Referring expression data:
==*==

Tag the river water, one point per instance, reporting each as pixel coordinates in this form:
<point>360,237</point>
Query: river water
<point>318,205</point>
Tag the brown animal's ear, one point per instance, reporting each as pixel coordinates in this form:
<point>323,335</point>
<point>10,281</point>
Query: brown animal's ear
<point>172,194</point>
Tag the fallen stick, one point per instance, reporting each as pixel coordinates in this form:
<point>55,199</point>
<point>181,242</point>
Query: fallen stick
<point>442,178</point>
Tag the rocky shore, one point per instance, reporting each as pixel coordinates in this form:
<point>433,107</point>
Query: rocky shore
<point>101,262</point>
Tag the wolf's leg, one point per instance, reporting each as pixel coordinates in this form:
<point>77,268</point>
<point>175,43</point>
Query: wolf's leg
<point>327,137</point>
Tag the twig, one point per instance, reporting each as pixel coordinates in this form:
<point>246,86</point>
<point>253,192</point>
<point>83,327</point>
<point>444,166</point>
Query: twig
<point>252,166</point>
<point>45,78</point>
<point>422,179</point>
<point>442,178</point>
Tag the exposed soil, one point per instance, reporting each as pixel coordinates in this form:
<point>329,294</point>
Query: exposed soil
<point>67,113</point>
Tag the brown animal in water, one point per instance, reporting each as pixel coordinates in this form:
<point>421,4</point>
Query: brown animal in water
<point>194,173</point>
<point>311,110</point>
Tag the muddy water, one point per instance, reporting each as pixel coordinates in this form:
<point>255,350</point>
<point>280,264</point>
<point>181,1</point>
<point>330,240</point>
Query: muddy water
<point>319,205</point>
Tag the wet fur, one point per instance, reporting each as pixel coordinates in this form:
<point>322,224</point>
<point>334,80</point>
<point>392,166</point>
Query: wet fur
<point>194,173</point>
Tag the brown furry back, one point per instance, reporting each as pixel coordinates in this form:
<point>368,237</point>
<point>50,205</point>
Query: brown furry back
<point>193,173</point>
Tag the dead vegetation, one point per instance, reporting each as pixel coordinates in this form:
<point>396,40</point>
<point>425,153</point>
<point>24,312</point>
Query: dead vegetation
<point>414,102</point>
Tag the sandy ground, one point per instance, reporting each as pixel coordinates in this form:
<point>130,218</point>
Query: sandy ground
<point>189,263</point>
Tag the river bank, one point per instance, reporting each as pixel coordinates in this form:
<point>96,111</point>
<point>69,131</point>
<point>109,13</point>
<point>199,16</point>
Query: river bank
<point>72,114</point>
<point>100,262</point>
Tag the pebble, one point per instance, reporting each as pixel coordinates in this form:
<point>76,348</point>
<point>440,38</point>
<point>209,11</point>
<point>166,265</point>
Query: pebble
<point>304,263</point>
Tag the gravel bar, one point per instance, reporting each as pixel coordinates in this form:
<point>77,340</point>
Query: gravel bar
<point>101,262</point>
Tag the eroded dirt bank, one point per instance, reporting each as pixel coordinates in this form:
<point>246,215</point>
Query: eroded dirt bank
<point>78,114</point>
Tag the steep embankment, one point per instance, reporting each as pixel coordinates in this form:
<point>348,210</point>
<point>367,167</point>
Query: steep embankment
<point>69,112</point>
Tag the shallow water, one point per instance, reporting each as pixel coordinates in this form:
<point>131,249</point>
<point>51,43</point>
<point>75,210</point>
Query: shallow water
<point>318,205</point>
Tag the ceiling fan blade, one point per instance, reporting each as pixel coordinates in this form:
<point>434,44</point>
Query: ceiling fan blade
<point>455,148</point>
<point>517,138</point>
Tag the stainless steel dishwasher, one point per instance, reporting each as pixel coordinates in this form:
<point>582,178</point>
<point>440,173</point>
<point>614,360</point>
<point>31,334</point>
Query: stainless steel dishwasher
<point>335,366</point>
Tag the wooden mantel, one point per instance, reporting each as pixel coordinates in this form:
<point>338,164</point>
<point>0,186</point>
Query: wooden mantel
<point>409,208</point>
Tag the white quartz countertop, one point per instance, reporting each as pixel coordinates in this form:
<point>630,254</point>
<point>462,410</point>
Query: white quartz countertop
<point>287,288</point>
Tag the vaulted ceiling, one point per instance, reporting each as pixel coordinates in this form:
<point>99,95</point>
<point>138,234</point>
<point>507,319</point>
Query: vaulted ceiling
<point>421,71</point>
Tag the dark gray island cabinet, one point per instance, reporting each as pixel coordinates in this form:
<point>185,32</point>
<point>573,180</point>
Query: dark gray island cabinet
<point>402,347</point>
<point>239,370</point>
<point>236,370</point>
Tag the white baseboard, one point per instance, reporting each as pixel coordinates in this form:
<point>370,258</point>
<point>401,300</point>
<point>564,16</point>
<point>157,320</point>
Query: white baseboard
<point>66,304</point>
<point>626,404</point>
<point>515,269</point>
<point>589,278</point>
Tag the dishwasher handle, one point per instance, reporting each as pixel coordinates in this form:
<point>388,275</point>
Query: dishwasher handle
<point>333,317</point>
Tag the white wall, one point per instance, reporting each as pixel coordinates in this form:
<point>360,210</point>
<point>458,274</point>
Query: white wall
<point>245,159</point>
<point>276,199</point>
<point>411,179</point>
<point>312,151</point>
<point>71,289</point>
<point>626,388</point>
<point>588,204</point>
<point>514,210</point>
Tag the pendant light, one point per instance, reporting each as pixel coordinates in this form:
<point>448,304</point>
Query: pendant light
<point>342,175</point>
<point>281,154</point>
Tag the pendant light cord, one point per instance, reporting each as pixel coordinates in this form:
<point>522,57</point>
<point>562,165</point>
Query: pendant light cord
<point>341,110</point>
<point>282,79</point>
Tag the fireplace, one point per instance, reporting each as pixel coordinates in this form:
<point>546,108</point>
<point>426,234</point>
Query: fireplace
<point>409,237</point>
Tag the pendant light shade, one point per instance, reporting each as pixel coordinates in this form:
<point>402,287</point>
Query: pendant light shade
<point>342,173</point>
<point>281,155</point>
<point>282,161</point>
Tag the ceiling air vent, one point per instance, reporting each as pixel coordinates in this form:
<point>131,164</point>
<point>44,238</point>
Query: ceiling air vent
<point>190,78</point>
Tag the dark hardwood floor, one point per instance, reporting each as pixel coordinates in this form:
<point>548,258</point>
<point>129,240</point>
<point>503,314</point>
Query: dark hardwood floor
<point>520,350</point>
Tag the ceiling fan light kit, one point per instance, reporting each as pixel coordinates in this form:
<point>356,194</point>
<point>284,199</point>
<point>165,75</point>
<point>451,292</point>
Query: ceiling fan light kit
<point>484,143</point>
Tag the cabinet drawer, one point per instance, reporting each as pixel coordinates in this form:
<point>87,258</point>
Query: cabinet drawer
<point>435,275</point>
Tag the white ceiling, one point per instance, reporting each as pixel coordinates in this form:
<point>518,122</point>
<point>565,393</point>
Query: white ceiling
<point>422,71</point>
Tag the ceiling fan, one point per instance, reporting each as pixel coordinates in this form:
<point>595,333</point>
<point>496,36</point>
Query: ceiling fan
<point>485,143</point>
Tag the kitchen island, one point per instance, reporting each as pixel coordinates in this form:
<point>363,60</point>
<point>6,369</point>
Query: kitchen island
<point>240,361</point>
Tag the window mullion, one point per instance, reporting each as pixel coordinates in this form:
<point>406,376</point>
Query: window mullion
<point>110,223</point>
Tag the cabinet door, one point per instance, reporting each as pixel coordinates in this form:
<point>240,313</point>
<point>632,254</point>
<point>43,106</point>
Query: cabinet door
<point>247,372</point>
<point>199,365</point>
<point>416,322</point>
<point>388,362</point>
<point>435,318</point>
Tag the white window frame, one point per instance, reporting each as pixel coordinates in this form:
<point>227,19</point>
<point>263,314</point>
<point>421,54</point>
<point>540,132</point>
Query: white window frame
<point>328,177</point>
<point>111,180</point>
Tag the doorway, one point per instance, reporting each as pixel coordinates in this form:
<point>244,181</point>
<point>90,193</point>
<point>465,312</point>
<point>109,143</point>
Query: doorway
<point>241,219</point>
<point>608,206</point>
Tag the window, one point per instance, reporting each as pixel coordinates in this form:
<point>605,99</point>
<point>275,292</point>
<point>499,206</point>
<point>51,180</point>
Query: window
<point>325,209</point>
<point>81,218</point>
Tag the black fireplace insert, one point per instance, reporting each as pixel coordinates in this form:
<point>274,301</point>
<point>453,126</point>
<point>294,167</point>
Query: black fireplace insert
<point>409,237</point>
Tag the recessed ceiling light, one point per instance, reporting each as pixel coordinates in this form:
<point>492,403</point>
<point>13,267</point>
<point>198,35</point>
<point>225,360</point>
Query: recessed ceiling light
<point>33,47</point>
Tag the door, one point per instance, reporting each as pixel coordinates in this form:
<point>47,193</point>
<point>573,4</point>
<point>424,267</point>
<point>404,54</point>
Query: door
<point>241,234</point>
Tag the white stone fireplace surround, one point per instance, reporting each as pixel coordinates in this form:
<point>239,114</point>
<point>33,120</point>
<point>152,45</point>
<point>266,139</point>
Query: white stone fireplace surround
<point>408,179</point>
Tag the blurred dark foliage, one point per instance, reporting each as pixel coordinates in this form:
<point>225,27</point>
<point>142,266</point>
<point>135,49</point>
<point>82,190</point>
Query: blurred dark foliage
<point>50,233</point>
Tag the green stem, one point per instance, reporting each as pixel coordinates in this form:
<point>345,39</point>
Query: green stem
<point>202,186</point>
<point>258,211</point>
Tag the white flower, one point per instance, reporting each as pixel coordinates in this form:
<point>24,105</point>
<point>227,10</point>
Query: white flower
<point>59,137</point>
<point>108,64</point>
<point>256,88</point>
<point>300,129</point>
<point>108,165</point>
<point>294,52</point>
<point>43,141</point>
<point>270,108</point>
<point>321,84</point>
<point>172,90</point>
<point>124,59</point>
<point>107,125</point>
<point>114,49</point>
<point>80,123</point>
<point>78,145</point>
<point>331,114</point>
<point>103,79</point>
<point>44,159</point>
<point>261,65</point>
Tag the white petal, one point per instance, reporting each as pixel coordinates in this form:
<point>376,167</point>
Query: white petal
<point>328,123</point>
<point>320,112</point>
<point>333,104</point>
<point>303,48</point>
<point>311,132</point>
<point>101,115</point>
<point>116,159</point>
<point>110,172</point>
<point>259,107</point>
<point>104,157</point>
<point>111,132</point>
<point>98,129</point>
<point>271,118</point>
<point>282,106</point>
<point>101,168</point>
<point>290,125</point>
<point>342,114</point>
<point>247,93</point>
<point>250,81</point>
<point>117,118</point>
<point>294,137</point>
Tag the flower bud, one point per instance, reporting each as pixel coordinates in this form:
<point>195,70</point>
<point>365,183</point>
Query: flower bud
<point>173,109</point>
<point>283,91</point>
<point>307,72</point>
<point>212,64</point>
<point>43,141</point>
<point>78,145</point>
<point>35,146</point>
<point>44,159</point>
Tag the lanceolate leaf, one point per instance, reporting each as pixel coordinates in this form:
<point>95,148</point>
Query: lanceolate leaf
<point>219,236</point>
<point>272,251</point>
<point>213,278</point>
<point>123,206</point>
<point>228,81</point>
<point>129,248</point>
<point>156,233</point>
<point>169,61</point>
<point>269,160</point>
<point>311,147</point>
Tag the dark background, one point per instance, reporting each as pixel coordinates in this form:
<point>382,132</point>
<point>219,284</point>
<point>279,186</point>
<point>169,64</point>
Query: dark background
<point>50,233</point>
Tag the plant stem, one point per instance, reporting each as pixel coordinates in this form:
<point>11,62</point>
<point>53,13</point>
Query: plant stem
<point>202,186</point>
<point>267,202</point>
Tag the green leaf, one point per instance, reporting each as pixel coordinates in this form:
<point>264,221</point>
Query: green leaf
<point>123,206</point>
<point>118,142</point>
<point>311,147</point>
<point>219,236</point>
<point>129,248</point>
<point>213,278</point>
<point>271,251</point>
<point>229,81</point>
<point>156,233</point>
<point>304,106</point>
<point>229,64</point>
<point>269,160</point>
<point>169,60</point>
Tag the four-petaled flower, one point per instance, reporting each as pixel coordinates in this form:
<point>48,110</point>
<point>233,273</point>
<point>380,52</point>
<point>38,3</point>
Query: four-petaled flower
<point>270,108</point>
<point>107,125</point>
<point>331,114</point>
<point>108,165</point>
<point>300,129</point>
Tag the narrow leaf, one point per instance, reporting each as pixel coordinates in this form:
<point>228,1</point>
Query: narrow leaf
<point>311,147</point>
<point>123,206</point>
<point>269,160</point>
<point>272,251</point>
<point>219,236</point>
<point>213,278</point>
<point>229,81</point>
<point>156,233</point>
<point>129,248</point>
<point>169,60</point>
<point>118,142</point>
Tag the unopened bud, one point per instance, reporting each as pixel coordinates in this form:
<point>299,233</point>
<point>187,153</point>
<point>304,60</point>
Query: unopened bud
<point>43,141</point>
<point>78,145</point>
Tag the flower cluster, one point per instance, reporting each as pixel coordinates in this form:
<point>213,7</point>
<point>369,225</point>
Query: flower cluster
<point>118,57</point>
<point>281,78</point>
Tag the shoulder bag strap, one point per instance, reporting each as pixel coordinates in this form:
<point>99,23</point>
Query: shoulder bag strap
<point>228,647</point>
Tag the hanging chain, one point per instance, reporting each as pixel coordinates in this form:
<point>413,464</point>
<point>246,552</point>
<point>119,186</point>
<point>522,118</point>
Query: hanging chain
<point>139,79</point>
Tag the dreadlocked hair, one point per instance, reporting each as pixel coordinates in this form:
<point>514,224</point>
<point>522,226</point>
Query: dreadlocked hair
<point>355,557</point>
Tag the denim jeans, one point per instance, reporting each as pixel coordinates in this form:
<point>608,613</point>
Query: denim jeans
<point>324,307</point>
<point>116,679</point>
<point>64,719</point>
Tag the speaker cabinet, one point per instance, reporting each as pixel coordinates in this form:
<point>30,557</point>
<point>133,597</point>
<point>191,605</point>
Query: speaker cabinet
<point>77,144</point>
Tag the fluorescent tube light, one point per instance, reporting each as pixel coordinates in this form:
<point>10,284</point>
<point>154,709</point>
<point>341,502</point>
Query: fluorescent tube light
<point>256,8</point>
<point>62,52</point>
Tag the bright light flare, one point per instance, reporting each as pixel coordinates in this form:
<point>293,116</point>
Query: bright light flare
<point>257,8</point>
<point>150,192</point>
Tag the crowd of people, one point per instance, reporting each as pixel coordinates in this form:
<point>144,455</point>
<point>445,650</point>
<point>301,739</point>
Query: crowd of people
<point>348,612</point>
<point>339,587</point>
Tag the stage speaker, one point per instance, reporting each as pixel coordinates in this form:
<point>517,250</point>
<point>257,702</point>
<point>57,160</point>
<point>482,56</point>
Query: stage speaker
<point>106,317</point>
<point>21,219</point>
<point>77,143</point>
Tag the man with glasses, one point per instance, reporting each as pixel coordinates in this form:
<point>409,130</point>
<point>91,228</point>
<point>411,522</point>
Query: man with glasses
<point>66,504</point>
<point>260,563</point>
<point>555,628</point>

==*==

> **WHAT TO DO**:
Please copy the lines in the records above between the one holding "Tag the shoulder" and the one holding "<point>522,118</point>", inclusive, exactly and with no other line.

> **EXERCISE OUTPUT**:
Tag the shoulder bag strap, one point per instance, reporting each as pixel coordinates in this form:
<point>99,23</point>
Query: shoulder bag strap
<point>228,647</point>
Tag the hanging chain, one point per instance, reporting each as pixel coordinates in this form:
<point>413,464</point>
<point>246,552</point>
<point>119,186</point>
<point>522,118</point>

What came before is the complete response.